[Dataset rows]
'''

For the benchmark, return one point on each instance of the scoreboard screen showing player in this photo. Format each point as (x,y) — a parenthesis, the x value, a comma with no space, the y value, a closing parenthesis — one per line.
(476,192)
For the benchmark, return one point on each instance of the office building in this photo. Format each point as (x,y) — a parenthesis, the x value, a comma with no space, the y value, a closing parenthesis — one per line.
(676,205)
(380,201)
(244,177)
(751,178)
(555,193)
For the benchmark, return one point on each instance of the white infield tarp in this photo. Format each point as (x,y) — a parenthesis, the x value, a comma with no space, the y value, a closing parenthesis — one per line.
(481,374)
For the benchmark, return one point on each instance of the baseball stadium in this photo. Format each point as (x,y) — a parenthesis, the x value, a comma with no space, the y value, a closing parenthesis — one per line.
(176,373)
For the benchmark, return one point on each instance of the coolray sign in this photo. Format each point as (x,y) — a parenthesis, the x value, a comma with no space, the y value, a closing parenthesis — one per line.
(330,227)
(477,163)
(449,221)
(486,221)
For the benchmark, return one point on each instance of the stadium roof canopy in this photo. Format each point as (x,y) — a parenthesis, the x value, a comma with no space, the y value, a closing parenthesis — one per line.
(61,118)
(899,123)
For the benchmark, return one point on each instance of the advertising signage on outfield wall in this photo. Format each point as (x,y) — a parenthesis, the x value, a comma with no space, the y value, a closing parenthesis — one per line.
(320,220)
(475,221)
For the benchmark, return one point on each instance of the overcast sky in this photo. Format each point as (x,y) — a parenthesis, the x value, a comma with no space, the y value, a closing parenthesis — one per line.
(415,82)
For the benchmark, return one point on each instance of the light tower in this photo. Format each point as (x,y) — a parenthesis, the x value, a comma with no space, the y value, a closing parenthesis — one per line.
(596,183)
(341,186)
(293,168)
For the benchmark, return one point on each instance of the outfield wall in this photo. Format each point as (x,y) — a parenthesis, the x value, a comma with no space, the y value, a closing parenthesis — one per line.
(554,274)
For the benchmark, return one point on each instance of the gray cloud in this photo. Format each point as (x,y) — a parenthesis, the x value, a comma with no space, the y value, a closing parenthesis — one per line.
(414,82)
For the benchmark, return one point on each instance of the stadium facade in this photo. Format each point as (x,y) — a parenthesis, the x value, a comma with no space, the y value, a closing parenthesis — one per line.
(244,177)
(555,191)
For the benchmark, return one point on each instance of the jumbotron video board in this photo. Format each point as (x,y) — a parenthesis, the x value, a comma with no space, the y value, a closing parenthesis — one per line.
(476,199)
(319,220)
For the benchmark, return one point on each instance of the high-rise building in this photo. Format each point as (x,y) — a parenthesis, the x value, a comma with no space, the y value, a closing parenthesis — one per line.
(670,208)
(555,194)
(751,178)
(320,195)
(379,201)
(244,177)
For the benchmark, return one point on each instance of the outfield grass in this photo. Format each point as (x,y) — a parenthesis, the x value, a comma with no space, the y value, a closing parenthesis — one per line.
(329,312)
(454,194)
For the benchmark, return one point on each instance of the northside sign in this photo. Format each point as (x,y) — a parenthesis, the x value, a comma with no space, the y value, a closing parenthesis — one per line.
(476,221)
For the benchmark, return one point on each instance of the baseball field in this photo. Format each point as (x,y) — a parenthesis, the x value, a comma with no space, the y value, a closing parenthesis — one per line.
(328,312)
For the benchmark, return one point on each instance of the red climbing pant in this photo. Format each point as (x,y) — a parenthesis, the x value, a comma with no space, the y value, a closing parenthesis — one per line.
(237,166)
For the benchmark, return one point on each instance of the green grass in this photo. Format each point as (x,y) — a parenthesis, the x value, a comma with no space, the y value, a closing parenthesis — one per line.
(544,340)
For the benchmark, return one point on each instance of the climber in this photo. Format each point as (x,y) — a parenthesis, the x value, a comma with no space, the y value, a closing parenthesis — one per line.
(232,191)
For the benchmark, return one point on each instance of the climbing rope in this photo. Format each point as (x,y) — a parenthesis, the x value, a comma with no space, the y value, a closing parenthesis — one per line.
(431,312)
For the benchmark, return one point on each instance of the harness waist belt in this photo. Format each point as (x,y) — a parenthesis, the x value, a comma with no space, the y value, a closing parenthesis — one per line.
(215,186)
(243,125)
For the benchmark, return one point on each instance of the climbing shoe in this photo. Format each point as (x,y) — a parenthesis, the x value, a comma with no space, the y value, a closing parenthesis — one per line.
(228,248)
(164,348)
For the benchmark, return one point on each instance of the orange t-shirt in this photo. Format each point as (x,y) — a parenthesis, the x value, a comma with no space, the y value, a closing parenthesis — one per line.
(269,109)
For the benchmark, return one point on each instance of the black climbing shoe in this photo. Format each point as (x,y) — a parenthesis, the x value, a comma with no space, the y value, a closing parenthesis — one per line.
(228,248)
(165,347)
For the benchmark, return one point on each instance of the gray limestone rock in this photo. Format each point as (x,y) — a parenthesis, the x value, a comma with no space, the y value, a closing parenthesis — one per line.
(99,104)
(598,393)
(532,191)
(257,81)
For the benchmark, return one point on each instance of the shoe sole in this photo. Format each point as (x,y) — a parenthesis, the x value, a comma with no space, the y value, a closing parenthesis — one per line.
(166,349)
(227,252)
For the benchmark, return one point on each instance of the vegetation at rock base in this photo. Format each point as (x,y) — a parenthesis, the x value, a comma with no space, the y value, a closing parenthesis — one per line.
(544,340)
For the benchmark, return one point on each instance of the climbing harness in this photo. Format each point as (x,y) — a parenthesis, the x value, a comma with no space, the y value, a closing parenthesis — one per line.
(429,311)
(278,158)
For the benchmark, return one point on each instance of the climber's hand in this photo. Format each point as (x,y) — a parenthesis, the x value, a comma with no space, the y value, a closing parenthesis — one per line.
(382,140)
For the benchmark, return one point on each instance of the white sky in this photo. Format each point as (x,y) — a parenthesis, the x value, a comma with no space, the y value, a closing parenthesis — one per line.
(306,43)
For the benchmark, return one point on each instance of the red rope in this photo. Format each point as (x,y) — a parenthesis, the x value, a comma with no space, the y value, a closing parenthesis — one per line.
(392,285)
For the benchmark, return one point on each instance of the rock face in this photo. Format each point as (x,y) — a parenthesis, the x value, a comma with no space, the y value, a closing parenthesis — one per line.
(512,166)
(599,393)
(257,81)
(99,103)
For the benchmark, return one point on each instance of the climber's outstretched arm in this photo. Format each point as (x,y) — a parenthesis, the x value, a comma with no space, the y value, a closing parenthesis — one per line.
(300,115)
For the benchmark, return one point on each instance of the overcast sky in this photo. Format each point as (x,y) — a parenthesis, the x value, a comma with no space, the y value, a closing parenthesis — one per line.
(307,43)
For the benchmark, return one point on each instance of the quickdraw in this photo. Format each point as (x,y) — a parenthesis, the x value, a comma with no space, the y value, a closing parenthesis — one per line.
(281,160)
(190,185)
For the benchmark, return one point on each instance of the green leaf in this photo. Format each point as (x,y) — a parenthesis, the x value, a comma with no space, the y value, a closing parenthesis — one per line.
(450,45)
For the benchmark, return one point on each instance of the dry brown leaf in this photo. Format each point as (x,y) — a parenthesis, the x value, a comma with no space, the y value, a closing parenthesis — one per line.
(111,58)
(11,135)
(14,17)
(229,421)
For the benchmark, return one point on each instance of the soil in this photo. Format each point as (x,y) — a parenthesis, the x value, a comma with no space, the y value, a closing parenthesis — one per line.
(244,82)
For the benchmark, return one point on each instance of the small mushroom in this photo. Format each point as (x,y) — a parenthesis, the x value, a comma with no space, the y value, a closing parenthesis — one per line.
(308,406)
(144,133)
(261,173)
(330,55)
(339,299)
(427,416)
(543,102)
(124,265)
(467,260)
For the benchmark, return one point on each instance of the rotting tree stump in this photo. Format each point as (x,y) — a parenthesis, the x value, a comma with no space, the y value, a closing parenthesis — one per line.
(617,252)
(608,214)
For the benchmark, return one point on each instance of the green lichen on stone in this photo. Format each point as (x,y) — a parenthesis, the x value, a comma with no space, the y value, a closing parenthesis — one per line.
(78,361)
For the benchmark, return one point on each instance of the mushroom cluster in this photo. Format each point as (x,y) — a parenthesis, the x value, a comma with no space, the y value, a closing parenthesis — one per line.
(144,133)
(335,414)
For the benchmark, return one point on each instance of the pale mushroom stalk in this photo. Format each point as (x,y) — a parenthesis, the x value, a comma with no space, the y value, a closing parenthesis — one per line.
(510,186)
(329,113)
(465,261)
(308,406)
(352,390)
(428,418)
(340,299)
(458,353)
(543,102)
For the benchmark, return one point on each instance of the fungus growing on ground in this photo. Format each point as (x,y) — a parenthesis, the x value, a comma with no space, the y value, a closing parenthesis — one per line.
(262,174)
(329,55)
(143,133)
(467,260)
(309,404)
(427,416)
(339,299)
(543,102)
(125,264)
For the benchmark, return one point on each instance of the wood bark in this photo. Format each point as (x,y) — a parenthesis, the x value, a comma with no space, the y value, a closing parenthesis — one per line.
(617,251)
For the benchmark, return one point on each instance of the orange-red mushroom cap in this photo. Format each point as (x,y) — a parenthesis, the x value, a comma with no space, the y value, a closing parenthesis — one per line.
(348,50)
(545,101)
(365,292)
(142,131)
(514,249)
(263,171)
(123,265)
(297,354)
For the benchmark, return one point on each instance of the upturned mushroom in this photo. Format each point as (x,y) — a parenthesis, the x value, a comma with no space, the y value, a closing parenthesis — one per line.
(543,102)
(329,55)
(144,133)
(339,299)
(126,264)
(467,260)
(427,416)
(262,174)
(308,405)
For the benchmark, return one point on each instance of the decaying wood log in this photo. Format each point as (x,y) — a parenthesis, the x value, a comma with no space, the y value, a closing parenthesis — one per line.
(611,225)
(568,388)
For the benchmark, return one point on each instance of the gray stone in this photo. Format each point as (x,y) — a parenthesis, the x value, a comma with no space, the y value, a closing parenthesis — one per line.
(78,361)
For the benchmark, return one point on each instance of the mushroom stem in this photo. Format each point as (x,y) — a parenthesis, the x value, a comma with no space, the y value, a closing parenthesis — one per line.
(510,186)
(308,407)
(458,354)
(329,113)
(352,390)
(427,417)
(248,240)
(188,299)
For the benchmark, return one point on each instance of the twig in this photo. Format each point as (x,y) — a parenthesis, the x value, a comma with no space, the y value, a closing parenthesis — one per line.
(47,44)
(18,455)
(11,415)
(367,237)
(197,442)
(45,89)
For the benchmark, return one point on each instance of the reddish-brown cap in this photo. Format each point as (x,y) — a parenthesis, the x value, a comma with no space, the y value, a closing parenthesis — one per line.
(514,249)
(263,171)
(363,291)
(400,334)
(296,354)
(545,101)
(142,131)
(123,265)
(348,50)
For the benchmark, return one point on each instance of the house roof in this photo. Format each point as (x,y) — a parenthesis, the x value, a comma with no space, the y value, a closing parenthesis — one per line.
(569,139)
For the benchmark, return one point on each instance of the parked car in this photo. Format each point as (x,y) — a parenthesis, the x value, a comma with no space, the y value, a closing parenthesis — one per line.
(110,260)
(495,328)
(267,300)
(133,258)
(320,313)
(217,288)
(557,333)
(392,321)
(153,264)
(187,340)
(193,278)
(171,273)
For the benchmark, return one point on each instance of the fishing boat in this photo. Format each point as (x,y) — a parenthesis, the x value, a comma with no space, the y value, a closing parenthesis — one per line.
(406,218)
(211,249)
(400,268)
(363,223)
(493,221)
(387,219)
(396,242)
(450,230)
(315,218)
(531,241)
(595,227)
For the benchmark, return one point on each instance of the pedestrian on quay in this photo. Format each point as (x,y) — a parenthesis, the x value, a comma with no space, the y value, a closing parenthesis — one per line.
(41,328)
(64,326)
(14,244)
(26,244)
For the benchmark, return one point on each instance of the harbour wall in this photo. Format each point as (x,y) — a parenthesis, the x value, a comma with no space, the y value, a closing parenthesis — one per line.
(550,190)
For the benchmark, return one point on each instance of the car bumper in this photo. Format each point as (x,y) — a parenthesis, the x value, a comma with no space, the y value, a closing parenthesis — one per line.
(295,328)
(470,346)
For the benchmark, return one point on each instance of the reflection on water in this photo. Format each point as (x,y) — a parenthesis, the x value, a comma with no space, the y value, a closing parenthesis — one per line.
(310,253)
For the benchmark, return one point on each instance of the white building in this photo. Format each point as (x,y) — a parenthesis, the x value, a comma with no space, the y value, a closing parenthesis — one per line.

'''

**Task to complete**
Quote the lines of the listing above that run from the line with "of the house" through its last line, both included, and nothing else.

**Exercise answer**
For the benchmark, return one point on each instance of the house roof in this photo. Format each point as (x,y) — a parenthesis, the x value, a comma with no space, the y value, a closing parenthesis — one per line.
(569,139)
For the benchmark, return one point on each instance of the parked car in this photo. Format each point as (x,y) — a parenthesis, the x value, a comma with no space, the y value, a closing parenthesis — one per line.
(110,260)
(495,328)
(267,300)
(133,258)
(320,313)
(217,288)
(557,333)
(392,321)
(153,264)
(187,340)
(193,278)
(171,273)
For the benchmark, return one point on each instance of the fishing boat in this photo. Format each point as (x,y) — a parenthesis, the x value, a comma with no space, the y value, a closing parenthesis — one per line.
(406,218)
(211,249)
(400,268)
(363,223)
(493,221)
(387,219)
(396,242)
(450,230)
(315,218)
(531,241)
(595,227)
For the benchmark, return one point on each instance of the pedestrian on quay in this photo. Format each point as (x,y) — a parenthesis, the x value, a comma with no space, the y value, a closing parenthesis — one per line.
(41,328)
(64,326)
(14,244)
(26,244)
For the benchmark, return one point on each instance of the harbour wall in this photo. Format each point as (x,y) — a parenthesis, the x value, a comma with no space, the y value, a closing parenthesis — one per line.
(550,190)
For the benchmark, return one point on each instance of the car bumper in this photo. Format each point as (x,y) — a parenthesis, the x value, a comma with no space, the y value, a closing parenthesis — one per line.
(295,328)
(470,346)
For the benchmark, return one point on each instance of the reflection on water in this photo. Format each point as (x,y) — a parenthesis, the x value, a comma with no space, the y value, a closing parenthesis — one per line.
(310,253)
For the benchmark, return one point on each instance of the white building in this photo. Format each point as (x,y) — a parenthesis, the x value, a comma with no space, the y value, a closing parenthesis — one per line.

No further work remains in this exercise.